§ **Written exercise A**
According to the MLSE engine excerpt, what serves as the index for retrieving predetermined state information from the LUT?
========================================
The MLSE engine receives the output of the FFE as the incoming data stream. The data stream consists of symbols that have already been processed by the one or more FFEs but have not yet been fully decoded into their original transmitted form. The incoming data stream may include decode symbols, run-up symbols, and rundown symbols as discussed below. The mapping of the FFE output to these symbols may be implemented through specific signal routing between the outputs of the one or more FFEs and the inputs of the MLSE engine.

According to one or more examples, process 100 may include retrieving predetermined state information from a Look-Up-Table (LUT) utilizing a first subset of run-up symbols of the incoming data stream, at operation 104. The LUT is a precomputed table that stores predetermined state information associated with the first subset of RU symbols. Instead of recalculating complex operations every time they are needed, a LUT allows the system to retrieve precomputed results based on a given input. In this context, the LUT is used to store predetermined state information useable to initialize the trellis of the MLSE engine.

Run-up (RU) symbols are symbols that are sent to the MLSE engine before (in sequential order) the decode data to help initialize the trellis of the MLSE engine to reflect the channel's memory (such as intersymbol interference, or ISI). These symbols represent the known portion of the data and carry information about the channel's memory. RU symbols allow the MLSE decoder to set its initial state by “warming up” the trellis to match the characteristics of the channel, which allows for accurate decoding of the incoming data.

In one or more examples, the LUT includes precomputed state information for the MLSE trellis. In one or more examples, the predetermined state information may be calculated offline using simulations or models of the communication channel. Storing predetermined state information with the LUT reduces the complexity of the system to dynamically compute the initial trellis state each cycle. In one or more examples, the first subset of RU symbols are a portion of the RU symbols selected for the MLSE engine. The first subset of RU symbols are utilized as the index to retrieve the predetermined state information from the LUT.

In one or more examples, the predetermined state information may be scores for respective states of the trellis of the MLSE engine. For example, in the case of a four (4) state trellis, four scores are retrieved from the LUT based on the first subset of RU symbols. In one or more examples, the entire first subset of RU symbols may be utilized as the index. Additionally or alternatively, in one or more examples, portions of the RU symbols (e.g., most-significant-bits, least-significant bits, or others, without limitation) may be utilized as the index to retrieve the predetermined state information.

According to one or more examples, process 100 may include partially initializing the trellis of the MLSE engine at least partially based on the predetermined state information at operation 106. The trellis is a state diagram that represents possible sequences of symbols in a communication channel over time. The MLSE engine uses this trellis to calculate the likelihood of different possible transmitted sequences and then selects one sequence be the decoder output. The predetermined state information provides scores that represent the initial state metrics or state probabilities for the trellis, allowing it to start the decoding process from a known, at least partially initialized state.
========================================
§ **Written exercise B**
Count the lines of the records that contain the string "Class", and give only that number.

(Extracted data entries)
========================================
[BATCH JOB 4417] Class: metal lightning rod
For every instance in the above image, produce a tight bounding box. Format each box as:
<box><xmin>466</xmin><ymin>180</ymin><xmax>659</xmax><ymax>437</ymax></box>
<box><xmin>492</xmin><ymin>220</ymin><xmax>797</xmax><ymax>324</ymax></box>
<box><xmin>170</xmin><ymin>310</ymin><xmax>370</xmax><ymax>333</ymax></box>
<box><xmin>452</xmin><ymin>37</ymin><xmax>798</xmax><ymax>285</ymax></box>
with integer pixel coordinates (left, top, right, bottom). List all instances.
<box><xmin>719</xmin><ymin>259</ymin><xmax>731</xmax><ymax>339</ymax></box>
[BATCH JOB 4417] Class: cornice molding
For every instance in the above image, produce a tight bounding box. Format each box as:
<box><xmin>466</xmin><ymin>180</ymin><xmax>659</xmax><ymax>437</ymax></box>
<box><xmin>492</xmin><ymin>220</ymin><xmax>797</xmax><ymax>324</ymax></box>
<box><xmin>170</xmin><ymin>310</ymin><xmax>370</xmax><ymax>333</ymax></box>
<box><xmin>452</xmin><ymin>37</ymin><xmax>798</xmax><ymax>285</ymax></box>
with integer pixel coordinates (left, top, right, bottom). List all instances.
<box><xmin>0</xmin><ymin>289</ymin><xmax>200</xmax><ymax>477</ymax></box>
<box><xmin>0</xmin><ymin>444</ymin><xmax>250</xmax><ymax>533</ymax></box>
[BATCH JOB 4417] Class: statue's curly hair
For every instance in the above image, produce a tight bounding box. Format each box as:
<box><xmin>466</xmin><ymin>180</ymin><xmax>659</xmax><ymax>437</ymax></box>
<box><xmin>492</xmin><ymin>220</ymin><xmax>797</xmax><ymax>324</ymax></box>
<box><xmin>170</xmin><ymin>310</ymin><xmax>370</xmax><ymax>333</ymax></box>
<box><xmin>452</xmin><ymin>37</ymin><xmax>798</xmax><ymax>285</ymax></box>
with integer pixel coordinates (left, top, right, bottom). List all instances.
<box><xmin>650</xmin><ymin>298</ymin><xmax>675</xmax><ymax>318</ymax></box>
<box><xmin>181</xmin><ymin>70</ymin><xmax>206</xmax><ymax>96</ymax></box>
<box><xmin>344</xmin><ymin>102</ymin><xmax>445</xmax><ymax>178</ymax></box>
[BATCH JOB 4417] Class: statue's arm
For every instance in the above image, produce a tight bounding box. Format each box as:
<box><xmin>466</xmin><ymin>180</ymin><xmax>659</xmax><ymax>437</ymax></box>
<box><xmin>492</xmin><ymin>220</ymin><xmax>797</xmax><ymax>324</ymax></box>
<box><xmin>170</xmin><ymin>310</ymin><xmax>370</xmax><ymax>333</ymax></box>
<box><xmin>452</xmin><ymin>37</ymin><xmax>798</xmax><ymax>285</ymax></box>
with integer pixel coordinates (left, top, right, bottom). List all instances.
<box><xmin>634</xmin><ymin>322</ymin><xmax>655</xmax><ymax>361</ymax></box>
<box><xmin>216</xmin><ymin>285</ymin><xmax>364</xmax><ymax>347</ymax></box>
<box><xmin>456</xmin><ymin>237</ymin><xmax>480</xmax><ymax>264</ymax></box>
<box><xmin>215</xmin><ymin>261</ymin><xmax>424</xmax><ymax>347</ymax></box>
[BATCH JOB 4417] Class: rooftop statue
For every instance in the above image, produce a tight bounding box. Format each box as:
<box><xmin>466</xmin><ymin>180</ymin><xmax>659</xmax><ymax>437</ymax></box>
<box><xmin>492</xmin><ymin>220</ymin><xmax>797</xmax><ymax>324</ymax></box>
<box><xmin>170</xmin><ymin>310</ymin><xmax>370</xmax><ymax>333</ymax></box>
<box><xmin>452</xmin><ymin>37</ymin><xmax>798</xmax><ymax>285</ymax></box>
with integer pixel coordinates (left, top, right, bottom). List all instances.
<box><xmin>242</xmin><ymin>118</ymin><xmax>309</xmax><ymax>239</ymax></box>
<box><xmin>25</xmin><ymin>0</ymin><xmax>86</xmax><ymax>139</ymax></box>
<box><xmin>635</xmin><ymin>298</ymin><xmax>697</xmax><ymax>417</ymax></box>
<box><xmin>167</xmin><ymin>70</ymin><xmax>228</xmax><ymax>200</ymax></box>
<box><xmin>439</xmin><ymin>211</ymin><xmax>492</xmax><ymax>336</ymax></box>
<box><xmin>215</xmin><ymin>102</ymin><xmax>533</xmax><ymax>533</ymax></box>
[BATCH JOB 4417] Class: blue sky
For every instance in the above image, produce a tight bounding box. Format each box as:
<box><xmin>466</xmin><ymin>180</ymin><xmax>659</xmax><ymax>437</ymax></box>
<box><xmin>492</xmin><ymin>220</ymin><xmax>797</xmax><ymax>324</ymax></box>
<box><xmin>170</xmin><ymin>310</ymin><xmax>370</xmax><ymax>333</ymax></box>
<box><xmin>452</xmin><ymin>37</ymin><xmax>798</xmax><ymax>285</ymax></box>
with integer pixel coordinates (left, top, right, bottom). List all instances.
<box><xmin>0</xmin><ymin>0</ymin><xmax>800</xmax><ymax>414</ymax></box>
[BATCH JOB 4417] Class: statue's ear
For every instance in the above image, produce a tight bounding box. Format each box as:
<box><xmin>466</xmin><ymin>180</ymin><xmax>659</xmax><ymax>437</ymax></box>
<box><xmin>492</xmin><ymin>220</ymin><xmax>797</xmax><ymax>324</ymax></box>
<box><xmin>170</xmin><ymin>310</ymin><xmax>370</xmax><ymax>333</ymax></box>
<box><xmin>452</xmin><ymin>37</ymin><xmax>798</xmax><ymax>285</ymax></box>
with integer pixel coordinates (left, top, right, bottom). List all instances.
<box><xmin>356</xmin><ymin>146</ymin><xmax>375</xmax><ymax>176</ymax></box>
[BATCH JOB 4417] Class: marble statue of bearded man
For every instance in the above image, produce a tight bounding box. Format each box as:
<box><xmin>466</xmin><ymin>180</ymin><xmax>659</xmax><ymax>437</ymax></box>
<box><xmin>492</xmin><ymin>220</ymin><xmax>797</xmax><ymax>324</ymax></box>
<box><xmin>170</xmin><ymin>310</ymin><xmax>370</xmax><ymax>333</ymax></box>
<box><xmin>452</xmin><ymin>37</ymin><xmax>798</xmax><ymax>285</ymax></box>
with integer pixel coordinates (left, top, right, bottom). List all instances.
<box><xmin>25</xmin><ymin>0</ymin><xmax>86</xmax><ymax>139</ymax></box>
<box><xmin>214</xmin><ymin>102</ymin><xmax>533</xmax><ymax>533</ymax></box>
========================================
§ **Worked solution A**
The first subset of run-up (RU) symbols serves as the index.

§ **Worked solution B**
8